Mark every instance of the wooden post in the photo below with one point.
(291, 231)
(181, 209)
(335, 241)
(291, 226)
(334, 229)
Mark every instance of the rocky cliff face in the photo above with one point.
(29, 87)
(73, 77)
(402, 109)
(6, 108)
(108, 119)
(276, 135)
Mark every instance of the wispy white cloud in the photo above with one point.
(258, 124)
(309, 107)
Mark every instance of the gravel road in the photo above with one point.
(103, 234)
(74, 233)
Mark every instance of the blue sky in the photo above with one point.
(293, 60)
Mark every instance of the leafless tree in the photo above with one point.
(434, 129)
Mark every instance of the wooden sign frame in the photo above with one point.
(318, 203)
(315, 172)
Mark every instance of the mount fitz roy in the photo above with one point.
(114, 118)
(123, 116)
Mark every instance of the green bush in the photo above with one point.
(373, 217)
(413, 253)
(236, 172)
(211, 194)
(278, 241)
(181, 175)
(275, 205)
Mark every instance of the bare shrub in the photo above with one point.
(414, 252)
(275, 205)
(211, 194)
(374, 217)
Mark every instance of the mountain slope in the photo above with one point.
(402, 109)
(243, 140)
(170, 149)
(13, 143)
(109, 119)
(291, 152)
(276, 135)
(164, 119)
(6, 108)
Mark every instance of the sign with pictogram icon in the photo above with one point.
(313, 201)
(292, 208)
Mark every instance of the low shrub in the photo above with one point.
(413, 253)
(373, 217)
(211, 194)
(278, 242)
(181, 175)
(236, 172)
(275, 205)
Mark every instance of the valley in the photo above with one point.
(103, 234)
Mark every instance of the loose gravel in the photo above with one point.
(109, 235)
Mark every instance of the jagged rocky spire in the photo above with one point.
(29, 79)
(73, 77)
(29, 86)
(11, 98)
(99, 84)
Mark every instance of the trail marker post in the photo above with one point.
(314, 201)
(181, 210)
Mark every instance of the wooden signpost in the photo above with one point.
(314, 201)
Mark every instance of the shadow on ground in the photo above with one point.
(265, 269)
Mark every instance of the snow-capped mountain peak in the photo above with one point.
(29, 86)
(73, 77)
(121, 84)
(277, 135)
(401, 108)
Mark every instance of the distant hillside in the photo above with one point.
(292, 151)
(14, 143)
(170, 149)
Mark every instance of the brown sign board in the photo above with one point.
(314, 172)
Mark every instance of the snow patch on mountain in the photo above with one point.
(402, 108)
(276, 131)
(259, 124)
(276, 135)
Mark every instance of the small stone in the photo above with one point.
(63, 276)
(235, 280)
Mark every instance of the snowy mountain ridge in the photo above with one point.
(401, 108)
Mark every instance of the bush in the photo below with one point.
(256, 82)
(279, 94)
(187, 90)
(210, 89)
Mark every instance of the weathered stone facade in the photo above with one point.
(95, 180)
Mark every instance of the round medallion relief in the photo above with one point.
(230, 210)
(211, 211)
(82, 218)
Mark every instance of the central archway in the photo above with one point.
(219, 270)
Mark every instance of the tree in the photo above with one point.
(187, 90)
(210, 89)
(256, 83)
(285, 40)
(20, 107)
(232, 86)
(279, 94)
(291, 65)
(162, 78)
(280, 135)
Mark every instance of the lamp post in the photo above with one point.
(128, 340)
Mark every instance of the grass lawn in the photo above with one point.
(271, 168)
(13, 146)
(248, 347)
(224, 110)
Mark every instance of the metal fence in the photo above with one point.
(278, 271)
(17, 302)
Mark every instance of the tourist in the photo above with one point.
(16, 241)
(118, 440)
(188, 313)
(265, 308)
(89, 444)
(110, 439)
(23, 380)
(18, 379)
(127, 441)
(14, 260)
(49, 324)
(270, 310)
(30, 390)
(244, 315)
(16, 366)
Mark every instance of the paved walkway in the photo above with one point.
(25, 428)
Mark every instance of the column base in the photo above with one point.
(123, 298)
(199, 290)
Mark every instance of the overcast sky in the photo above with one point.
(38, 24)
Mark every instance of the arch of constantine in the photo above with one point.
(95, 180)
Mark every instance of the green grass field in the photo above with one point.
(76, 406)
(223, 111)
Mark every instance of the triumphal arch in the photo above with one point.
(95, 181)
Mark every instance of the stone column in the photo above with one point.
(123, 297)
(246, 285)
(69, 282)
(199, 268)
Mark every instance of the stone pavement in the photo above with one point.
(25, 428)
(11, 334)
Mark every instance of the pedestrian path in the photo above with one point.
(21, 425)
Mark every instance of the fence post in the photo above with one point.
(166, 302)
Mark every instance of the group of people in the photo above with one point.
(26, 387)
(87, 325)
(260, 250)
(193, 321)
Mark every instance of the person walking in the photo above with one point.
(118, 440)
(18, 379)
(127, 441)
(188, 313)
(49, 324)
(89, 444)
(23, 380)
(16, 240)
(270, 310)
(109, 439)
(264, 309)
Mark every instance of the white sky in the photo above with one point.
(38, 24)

========

> **Task goal**: Every entry must be printed again, exactly as it reads.

> **Output below**:
Mark every instance of the wooden post in the photo below with one point.
(291, 231)
(181, 209)
(335, 241)
(291, 226)
(334, 229)
Mark every instance of the rocky cliff face in the photo above with one point.
(29, 87)
(73, 77)
(402, 109)
(6, 108)
(108, 119)
(276, 135)
Mark every instance of the wispy white cloud in the photo above with one point.
(258, 124)
(309, 107)
Mark every instance of the gravel road in the photo above with one point.
(103, 234)
(74, 233)
Mark every instance of the blue sky in the photo above with one point.
(293, 60)
Mark every instance of the leafless tree in the photo above with one point.
(434, 129)
Mark every instance of the wooden sign frame in the photo above with one point.
(318, 203)
(315, 172)
Mark every instance of the mount fitz roy in the photo above with one point.
(114, 118)
(123, 116)
Mark every instance of the green bush in the photo above with one point.
(373, 217)
(413, 253)
(236, 172)
(211, 194)
(278, 241)
(181, 175)
(275, 205)
Mark every instance of the bare shrub in the photo above with one point.
(414, 252)
(275, 205)
(211, 194)
(374, 217)
Mark every instance of the mountain slope in the photo above with one point.
(402, 109)
(243, 140)
(170, 149)
(13, 143)
(109, 119)
(291, 152)
(276, 135)
(164, 119)
(6, 108)
Mark every instance of the sign with pictogram icon in the photo above with one point.
(313, 201)
(292, 208)
Mark every instance of the low shrub in the photo above with one point.
(413, 253)
(373, 217)
(211, 194)
(278, 242)
(181, 175)
(236, 172)
(275, 205)
Mark every instance of the valley in the photo above with one point.
(103, 234)
Mark every instance of the loose gravel in the photo above with one point.
(109, 235)
Mark every instance of the jagged rocky spire in the photo above with one point.
(29, 79)
(73, 77)
(29, 86)
(11, 98)
(99, 84)
Mark every instance of the trail marker post in the photo above with one point.
(314, 201)
(181, 210)
Mark every instance of the wooden signpost in the photo above with one point.
(314, 201)
Mark every instance of the shadow on ground in the photo above with one point.
(265, 269)
Mark every instance of the snow-capped mountain peak in the photo above with one point.
(29, 86)
(73, 77)
(121, 84)
(277, 135)
(401, 108)
Mark every instance of the distant hillside in the photo above with one point.
(292, 151)
(14, 143)
(170, 149)
Mark every instance of the brown sign board in the photo above with one point.
(314, 172)
Mark every instance of the snow patch on mountain in the photo above with one point.
(402, 108)
(276, 131)
(259, 124)
(276, 135)
Mark every instance of the small stone in the photo above with one point.
(63, 276)
(235, 280)
Mark every instance of the snowy mountain ridge in the photo above with one point.
(401, 108)
Mark every instance of the bush in the photo below with one point.
(256, 82)
(279, 94)
(187, 90)
(210, 89)
Mark every instance of the weathered stone facade in the photo above with one point.
(95, 180)
Mark every instance of the round medallion relief in the photo above with one point.
(230, 210)
(211, 211)
(82, 218)
Mark every instance of the central archway in the photo above with one point.
(219, 270)
Mark every instance of the tree in the photo above with one point.
(187, 90)
(210, 89)
(256, 83)
(285, 40)
(20, 107)
(232, 86)
(279, 94)
(291, 65)
(162, 78)
(280, 135)
Mark every instance of the lamp post in the photo above with one point.
(128, 340)
Mark every instance of the grass lawn in the photo above with one point.
(271, 168)
(13, 146)
(248, 347)
(224, 110)
Mark every instance of the metal fence in the photo above with one point.
(278, 271)
(17, 302)
Mark every instance of the tourist in the photo above with one point.
(16, 241)
(118, 440)
(188, 313)
(265, 308)
(89, 444)
(110, 439)
(23, 380)
(18, 379)
(127, 441)
(14, 260)
(49, 324)
(270, 310)
(30, 390)
(244, 315)
(16, 366)
Mark every instance of the paved walkway in the photo above with one point.
(25, 428)
Mark every instance of the column base in the photo above with one point.
(123, 298)
(199, 290)
Mark every instance of the overcast sky in the photo above with one point.
(38, 24)
Mark every instance of the arch of constantine in the photo above with one point.
(95, 180)
Mark every instance of the green grass field in the photo above with one point.
(76, 406)
(223, 111)
Mark every instance of the triumphal arch in the photo above with one point.
(95, 181)
Mark every instance of the stone column in the photo above with one point.
(123, 297)
(246, 285)
(69, 282)
(199, 268)
Mark every instance of the stone pavement in the photo above with one point.
(25, 428)
(11, 334)
Mark every instance of the pedestrian path in the photo above with one point.
(21, 425)
Mark every instance of the fence post in the photo above with one point.
(166, 302)
Mark every instance of the group of people in the photo above with one point.
(26, 387)
(87, 325)
(260, 250)
(193, 321)
Mark every instance of the person walking in the photo above with one point.
(118, 440)
(18, 379)
(127, 441)
(188, 313)
(49, 324)
(89, 444)
(23, 380)
(16, 240)
(270, 310)
(109, 439)
(264, 309)
Mark every instance of the white sky in the photo above with one point.
(38, 24)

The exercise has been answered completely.